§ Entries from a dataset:
+ + + +
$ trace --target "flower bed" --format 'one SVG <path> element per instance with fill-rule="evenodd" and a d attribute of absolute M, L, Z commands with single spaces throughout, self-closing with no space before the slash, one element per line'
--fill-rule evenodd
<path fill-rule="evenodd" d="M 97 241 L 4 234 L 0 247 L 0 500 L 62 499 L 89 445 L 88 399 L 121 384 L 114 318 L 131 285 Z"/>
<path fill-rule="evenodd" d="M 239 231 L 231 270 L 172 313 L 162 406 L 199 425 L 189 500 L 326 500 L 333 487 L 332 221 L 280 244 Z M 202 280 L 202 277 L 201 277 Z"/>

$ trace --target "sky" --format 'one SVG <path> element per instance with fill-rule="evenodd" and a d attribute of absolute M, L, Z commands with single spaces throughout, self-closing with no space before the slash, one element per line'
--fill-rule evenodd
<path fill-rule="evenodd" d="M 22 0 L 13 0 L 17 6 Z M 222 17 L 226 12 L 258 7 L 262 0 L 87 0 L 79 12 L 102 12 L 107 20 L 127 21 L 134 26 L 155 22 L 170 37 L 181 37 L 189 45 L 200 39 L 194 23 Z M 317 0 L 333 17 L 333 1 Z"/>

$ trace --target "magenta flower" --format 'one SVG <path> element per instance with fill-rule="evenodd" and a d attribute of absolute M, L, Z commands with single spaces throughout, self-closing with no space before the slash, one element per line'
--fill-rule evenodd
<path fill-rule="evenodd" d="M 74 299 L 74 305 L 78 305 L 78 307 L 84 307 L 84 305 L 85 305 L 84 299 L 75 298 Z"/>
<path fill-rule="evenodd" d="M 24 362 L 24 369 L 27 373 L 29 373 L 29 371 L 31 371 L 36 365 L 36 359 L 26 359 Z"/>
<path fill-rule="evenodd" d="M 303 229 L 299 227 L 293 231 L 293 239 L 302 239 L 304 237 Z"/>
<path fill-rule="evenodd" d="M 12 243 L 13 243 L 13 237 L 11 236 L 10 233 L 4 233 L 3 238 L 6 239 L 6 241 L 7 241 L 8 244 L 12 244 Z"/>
+ + + +
Copy out every line from the start of the lines above through the line containing "239 231 L 231", including both of those lines. Increase each path coordinate by 63 and leave everything else unchanged.

$ trace --target "flower bed" --format 'one SVG <path> element per instance with fill-rule="evenodd" and a d attribute of absolute M, L, Z commands with single spaces throughout, self-closing with no space before the slash, one element per line'
--fill-rule evenodd
<path fill-rule="evenodd" d="M 160 304 L 67 297 L 63 310 L 63 563 L 125 562 L 152 508 L 151 462 L 184 447 L 177 381 L 194 348 Z"/>
<path fill-rule="evenodd" d="M 302 294 L 294 333 L 235 376 L 225 469 L 262 488 L 252 563 L 389 563 L 396 550 L 395 284 L 343 307 Z M 265 343 L 265 340 L 264 340 Z"/>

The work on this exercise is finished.